Request 1:
Answer these questions from the data team assessment brief below:
(a) Where is the dataset kept?
(b) What does the bank seek to minimize?
(c) What three qualities should the code have?

Text to read:
========================================

Online Assessments for the Data Team
Exploratory data analysis plays a huge part in quantitative finance. Often, in a variety of scenarios, consumer interests, expectations and beliefs play a huge role in deciding major moves for organisations.
Imagine the following scenario: We are an up and coming bank with limited resources. We want to start generating alpha as soon as possible and are elated to do so. Unfortunately, we are unable to hire a large legal team that handles disputes effectively, and seek to minimise the number of consumer complaints that we deal with, as well as deal with only general categories whose disputes are easy to resolve.
On the bright side, we have a dataset with a large number of submitted complaints for many credit based products. Based on these complaints, can you generate insights and a summary of credit products that our company can sell safely? Are there optimizations that we can make in our product offering? (from a legal and PR perspective, assume that another team handles actual credit-default risk.)
Your task, then, is to write a Jupyter Notebook detailing an exploration into the data that you have. Here are a few ideas that you can explore:
- What states are these disputes most prevalent in? (Can you also maybe get in your own dataset about populations of these states to measure percentages?)
- Could you figure out the most common products and sub-products with these complaints? Could you find out which of the banks were most likely to have which issues?
- Could you find out what the most common language / keywords that companies used in their personal statements are?
- Can you build a quick and dirty model to take in a bunch of relevant features and figure out how the compnay is going to approach the issue?
- You cannot take in the consumer complaint as text itself in most models, that would be unwise, is there any way you can quantify this text using some basic NLP, and use those instead as features.
- In the same way, taking more relevant features, can you build out a model that takes in relevant features and the company's closure method, and predict if the consumer is going to dispute it or not?
Remember, this is a non comprehensive list, and any new ideas that you have can and should be implemented. If you have the opportunity to use any other public datasets to amplify the insights from this dataset, you're encouraged to import them in!
Your code should be highly modular, customizable, and absent of technical debt. Your exploration must contain lots of your hanging ideas, explanations based on your choices you make with the data. Remember to work with only the essential data, and drop all irrelevant columns, remove outliers, etc.
This criteria is the same in our codebase and will be a good indicator if you can generate data science based insights. Imagine that you're showing the insights from this dataset to an executive, and retain only visual and simple to understand correlations that you find. Good luck!
The dataset is on Google Drive. Our advice for you is to download the dataset, work on it, and add it to the gitignore in your private forks, so that you don't commit it. Always print out outputs of operations within your notebook, but do not include the dataset itself as part of your submission.

========================================

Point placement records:
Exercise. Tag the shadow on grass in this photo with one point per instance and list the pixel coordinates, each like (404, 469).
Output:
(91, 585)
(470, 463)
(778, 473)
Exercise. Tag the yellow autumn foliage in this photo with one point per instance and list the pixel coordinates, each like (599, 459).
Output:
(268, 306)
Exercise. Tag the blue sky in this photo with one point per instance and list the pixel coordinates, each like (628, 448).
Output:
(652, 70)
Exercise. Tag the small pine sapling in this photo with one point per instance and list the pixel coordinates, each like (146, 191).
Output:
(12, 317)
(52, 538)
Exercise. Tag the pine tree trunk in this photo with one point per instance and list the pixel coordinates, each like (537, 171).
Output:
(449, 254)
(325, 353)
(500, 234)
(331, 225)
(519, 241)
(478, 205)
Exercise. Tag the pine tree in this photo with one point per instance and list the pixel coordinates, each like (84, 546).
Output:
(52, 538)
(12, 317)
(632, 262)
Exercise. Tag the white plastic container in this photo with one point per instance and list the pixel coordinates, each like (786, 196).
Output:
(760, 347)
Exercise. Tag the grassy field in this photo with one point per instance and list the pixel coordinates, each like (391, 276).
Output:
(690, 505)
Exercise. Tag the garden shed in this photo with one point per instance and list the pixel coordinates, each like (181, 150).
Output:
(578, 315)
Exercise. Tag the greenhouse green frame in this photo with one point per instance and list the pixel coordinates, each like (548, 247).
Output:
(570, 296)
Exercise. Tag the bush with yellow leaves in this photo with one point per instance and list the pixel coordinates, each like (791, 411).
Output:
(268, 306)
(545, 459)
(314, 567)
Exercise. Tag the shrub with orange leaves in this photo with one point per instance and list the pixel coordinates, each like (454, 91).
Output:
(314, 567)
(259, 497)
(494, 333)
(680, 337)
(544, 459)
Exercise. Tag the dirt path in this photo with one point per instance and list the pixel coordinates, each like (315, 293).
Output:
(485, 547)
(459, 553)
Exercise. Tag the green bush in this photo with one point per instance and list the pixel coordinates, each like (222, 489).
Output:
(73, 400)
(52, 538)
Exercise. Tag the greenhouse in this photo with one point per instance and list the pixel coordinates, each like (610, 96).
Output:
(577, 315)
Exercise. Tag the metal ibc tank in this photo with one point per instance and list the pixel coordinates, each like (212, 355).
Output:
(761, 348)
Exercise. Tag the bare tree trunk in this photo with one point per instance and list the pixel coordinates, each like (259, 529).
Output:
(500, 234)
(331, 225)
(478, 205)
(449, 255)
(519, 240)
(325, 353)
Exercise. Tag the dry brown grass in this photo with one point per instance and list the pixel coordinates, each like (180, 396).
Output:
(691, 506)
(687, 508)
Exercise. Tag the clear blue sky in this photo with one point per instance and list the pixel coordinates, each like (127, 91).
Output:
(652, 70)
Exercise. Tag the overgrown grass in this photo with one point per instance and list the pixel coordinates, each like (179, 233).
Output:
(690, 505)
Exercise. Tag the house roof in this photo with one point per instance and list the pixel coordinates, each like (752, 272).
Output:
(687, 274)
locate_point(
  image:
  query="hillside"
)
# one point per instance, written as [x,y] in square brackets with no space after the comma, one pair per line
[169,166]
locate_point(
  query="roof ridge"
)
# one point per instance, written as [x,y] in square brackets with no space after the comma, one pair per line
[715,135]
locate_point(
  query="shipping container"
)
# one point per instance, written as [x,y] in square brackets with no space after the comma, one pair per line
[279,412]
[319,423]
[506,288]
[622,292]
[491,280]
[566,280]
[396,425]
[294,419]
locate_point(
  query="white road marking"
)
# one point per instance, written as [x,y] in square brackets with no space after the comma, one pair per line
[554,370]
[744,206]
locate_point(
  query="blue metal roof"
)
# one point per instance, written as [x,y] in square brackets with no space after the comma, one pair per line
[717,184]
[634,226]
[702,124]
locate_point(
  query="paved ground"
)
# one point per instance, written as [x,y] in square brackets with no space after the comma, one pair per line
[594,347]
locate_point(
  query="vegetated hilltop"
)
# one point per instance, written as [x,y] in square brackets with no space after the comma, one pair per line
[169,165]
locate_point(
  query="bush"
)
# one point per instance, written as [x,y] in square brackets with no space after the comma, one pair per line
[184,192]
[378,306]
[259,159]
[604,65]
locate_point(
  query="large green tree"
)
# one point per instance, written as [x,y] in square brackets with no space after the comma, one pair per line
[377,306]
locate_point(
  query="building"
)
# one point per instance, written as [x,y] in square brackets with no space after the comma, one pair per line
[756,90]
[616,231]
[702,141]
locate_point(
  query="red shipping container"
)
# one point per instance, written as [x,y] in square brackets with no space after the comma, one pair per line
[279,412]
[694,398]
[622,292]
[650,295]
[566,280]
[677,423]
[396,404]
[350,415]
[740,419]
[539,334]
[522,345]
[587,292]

========================================

Request 2:
From the listing above, pick out every line that contains the word "greenhouse".

Correct answer 1:
(a) On Google Drive.
(b) The number of consumer complaints it deals with.
(c) Highly modular, customizable, and absent of technical debt.

Correct answer 2:
Exercise. Tag the greenhouse green frame in this photo with one point per instance and list the pixel coordinates, each like (548, 247).
Exercise. Tag the greenhouse in this photo with one point per instance and list the pixel coordinates, each like (610, 96).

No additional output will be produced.